__Information shown__:
============
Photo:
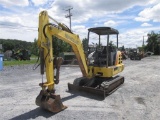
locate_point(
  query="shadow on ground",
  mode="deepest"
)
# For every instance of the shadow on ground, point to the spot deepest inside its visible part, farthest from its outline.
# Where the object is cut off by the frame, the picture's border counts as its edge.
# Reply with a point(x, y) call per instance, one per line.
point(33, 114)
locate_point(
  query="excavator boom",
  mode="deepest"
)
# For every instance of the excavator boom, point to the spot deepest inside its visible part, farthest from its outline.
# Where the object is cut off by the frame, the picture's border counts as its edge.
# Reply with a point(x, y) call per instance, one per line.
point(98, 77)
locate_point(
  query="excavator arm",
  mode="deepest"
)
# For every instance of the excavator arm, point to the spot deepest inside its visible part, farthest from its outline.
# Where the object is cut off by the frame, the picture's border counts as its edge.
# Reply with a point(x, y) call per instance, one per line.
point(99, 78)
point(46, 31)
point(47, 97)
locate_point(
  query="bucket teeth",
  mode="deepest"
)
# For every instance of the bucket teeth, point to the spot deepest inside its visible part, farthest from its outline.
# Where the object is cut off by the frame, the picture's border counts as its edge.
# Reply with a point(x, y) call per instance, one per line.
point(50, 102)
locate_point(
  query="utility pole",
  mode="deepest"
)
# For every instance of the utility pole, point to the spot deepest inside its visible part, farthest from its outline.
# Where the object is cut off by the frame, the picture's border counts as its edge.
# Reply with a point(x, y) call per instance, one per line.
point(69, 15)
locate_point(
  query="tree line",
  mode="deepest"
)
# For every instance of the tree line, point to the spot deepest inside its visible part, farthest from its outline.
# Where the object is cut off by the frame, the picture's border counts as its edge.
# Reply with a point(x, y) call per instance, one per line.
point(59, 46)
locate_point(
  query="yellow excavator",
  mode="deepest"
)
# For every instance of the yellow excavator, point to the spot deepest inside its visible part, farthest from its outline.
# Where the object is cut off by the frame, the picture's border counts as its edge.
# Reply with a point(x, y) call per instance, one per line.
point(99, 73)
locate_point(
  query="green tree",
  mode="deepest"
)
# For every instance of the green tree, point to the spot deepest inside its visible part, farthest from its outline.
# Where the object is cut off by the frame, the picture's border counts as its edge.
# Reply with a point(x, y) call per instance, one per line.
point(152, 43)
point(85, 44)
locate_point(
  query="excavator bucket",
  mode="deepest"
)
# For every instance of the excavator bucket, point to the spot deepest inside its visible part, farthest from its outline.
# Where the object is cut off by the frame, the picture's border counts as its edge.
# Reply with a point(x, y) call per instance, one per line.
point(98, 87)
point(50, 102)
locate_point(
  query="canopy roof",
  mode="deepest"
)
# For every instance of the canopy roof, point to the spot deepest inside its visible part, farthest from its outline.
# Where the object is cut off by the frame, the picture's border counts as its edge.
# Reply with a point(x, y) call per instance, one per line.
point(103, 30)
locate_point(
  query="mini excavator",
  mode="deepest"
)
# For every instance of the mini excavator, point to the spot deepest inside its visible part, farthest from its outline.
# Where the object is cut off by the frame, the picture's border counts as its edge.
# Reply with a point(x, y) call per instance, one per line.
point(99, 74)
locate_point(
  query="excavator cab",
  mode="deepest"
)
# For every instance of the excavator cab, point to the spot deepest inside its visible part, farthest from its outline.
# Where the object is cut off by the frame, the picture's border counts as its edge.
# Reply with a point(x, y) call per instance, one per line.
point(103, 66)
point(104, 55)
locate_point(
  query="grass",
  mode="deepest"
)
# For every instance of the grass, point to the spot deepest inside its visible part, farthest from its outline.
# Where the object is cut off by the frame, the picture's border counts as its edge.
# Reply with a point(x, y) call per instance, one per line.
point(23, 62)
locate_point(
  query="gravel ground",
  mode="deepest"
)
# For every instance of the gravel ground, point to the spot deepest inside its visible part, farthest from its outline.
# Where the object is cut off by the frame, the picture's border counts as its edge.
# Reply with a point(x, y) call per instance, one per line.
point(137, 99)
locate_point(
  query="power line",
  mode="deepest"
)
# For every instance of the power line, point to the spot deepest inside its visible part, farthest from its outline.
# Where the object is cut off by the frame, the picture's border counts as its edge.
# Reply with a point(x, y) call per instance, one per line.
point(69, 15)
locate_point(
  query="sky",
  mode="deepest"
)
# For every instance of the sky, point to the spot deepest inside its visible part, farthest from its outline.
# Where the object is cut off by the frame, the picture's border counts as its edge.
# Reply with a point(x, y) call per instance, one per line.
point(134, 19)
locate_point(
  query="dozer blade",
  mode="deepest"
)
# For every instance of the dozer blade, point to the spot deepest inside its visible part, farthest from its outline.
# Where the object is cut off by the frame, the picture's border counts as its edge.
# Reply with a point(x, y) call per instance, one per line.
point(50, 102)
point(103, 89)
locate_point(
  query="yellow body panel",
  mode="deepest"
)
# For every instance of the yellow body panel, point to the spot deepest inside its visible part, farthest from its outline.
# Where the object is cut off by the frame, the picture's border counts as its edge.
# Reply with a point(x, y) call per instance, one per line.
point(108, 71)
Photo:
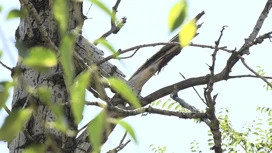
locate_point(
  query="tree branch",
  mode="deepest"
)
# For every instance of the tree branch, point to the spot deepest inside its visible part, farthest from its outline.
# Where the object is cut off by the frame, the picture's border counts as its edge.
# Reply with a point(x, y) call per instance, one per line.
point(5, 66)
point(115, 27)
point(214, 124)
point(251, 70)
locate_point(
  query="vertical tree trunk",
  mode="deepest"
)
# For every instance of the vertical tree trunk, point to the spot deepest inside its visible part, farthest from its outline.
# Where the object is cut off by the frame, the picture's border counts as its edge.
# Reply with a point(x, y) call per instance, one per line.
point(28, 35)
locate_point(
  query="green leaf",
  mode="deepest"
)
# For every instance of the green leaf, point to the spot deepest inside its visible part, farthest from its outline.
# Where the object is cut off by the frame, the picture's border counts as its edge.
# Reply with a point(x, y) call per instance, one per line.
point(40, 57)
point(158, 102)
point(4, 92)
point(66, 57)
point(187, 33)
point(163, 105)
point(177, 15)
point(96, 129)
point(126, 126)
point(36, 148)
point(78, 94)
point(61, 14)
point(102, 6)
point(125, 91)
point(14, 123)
============
The entries above should be written out in full, and any picture in them left out.

Photo:
locate_point(
  query="shadow on ground",
  mode="deepest"
)
# For every instance of the shadow on ground, point to the spot deepest inside its visible part, farthest from its outline.
# Where the object is cut off by the frame, the picture's border counts as its edge.
# Reply with a point(x, y) call per instance, one per line.
point(33, 114)
locate_point(
  query="excavator boom",
  mode="deepest"
)
# For every instance of the excavator boom, point to the spot deepest inside its visible part, farthest from its outline.
# Where the object is cut off by the frame, the picture's border counts as its edge.
# Reply with a point(x, y) call per instance, one per line.
point(98, 77)
locate_point(
  query="excavator arm",
  mode="deepest"
)
# For every instance of the excavator arm, point to the spot deepest inside its visible part, farthest from its outline.
# Where the object is cut off by the frame, the picture's border counts as its edge.
# Reply with a point(x, y) call per instance, one per line.
point(99, 78)
point(46, 31)
point(47, 97)
locate_point(
  query="bucket teeth",
  mode="deepest"
)
# For every instance of the bucket teeth, point to the spot deepest inside its visible part, farthest from its outline.
# Where the object is cut off by the frame, the picture's border counts as its edge.
# Reply with a point(x, y) call per instance, one per line.
point(50, 102)
locate_point(
  query="utility pole",
  mode="deepest"
)
# For every instance of the utility pole, point to the spot deepest inside its visible part, farthest from its outline.
# Where the object is cut off by the frame, the picture's border counts as its edge.
# Reply with a point(x, y) call per instance, one per line.
point(69, 15)
locate_point(
  query="tree line",
  mode="deepest"
)
# For every instance of the tree line, point to the spot deepest inside its visible part, farthest from its outline.
# Where the object is cut off by the frame, the picture's border counts as its edge.
# Reply with a point(x, y) call per instance, one per line.
point(59, 46)
locate_point(
  query="yellow excavator",
  mode="deepest"
)
# For every instance of the yellow excavator, point to the spot deepest inside its visible part, farthest from its outline.
# Where the object is cut off by the frame, the picture's border counts as its edge.
# Reply with a point(x, y) call per instance, one per line.
point(99, 73)
locate_point(
  query="green tree",
  mode="deepest"
)
# For every instance of the green tree, point to the spot deepest inside its visible part, farthest from its outline.
# Where the object is cut off by the frame, the picture's border counts as its edge.
# Reply with a point(x, y) call per instance, one per line.
point(152, 43)
point(85, 44)
locate_point(
  query="excavator bucket",
  mode="deepest"
)
# For every instance of the excavator bucket, point to the spot deepest inside its visible part, farthest from its outline.
# Where the object is cut off by the frame, the picture's border counts as its edge.
# Reply with a point(x, y) call per instance, one per line.
point(98, 87)
point(50, 102)
locate_point(
  query="canopy roof",
  mode="deepest"
)
# For every instance of the canopy roof, point to the spot deepest inside its visible part, farthest from its outline.
# Where the object is cut off by the frame, the picture's border counts as its edge.
# Reply with a point(x, y) call per instance, one per line.
point(103, 30)
locate_point(
  query="mini excavator",
  mode="deepest"
)
# For every instance of the mini excavator, point to the spot deepest inside its visible part, farthest from its outline.
# Where the object is cut off by the frame, the picture's border counts as its edge.
# Reply with a point(x, y) call per instance, one per line.
point(99, 74)
locate_point(
  query="excavator cab",
  mode="deepest"
)
# For every instance of the excavator cab, point to the spot deepest inside its visible part, farthest from its outline.
# Where the object is cut off by the frame, the picture's border counts as its edge.
# Reply with a point(x, y) call per instance, one per line.
point(103, 66)
point(104, 55)
locate_point(
  query="grass",
  mode="deepest"
)
# For every instance of the grass, point to the spot deepest inside its visible part, farthest from its outline.
# Where the object is cut off by the frame, the picture's border counts as its edge.
# Reply with a point(x, y) call per instance, one per line.
point(23, 62)
locate_point(
  query="gravel ground",
  mode="deepest"
)
# For every instance of the gravel ground, point to the spot deepest inside its visible part, farthest from its outline.
# Where the object is cut off by the frame, the picture's border counts as its edge.
# Reply with a point(x, y) call per instance, one per line.
point(137, 99)
locate_point(
  query="power line",
  mode="deepest"
)
# For every instance of the power line, point to the spot deepest inside its visible part, farthest from its outline.
# Where the object is cut off by the frame, the picture's border counts as its edge.
# Reply with a point(x, y) call per instance, one per line.
point(69, 15)
locate_point(
  query="sky",
  mode="deepest"
)
# For every instance of the sky, point to the spot deepest inside its visible part, farthest from its outline.
# Where the object is cut off by the frame, the picture's border counts as its edge.
# Reply with a point(x, y) call per instance, one per line.
point(134, 19)
locate_point(
  query="dozer blade",
  mode="deepest"
)
# For every instance of the dozer blade, point to the spot deepest inside its visible part, farthest from its outline.
# Where the object is cut off by the frame, the picture's border counts as its edge.
# Reply with a point(x, y) call per instance, one per line.
point(50, 102)
point(103, 89)
locate_point(
  query="yellow body panel",
  mode="deepest"
)
# For every instance of the yellow body panel, point to the spot deepest inside its visible part, farthest from its outline.
# Where the object is cut off by the frame, the picture's border counts as its edge.
# Reply with a point(x, y) call per instance, one per line.
point(108, 71)
Photo:
locate_point(
  query="tree branch",
  mode="deepest"
)
# For every instance of the tree branch, point to the spot deepest inside its visible part, farthest from its outline.
# Where the object is cut off by the frame, the picture's border counts as its edge.
# Reply with a point(x, y) call per instance, one per line.
point(5, 66)
point(115, 27)
point(214, 124)
point(251, 70)
locate_point(
  query="vertical tree trunk",
  mode="deepest"
)
# For every instance of the vertical tree trunk, point to the spot deepest inside its visible part, farthest from its outline.
# Where the object is cut off by the frame, the picture's border counts as its edge.
# Reply with a point(x, y) call per instance, one per line.
point(28, 35)
locate_point(
  query="green leaf",
  mode="deepest"
)
# For every instance of the green leaf, point to the spot deepest inside its visible part, farthest from its outline.
# Where the object is cut off by the frame, the picture's border counts as its edge.
# Reply with a point(x, y) call per instance, one per line.
point(40, 57)
point(158, 102)
point(4, 92)
point(66, 57)
point(187, 33)
point(163, 105)
point(177, 15)
point(96, 129)
point(126, 126)
point(36, 148)
point(78, 94)
point(61, 14)
point(102, 6)
point(125, 91)
point(14, 123)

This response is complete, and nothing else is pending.